=== Begin Enclosure ===

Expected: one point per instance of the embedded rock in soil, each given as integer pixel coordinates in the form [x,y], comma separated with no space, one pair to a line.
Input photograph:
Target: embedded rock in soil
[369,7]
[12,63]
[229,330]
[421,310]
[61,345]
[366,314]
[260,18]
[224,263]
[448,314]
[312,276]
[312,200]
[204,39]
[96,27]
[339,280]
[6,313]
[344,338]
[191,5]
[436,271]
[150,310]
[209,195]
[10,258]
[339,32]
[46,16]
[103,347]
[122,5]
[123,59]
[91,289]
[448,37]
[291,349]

=== End Enclosure ===

**THE PROBLEM**
Print all of the data exactly as it stands above.

**TASK RESULT**
Expected: one point per instance of the embedded rock in soil, each given as integer pixel coordinates in the form [x,y], comma separated with no space, one pair to a line.
Input photograph:
Target: embedded rock in soil
[369,7]
[12,63]
[229,330]
[421,310]
[61,345]
[366,314]
[260,18]
[224,263]
[448,314]
[312,276]
[312,200]
[204,39]
[96,27]
[339,280]
[6,313]
[344,338]
[191,5]
[436,271]
[150,310]
[209,195]
[10,258]
[339,32]
[46,16]
[103,347]
[122,5]
[123,59]
[91,289]
[448,37]
[291,349]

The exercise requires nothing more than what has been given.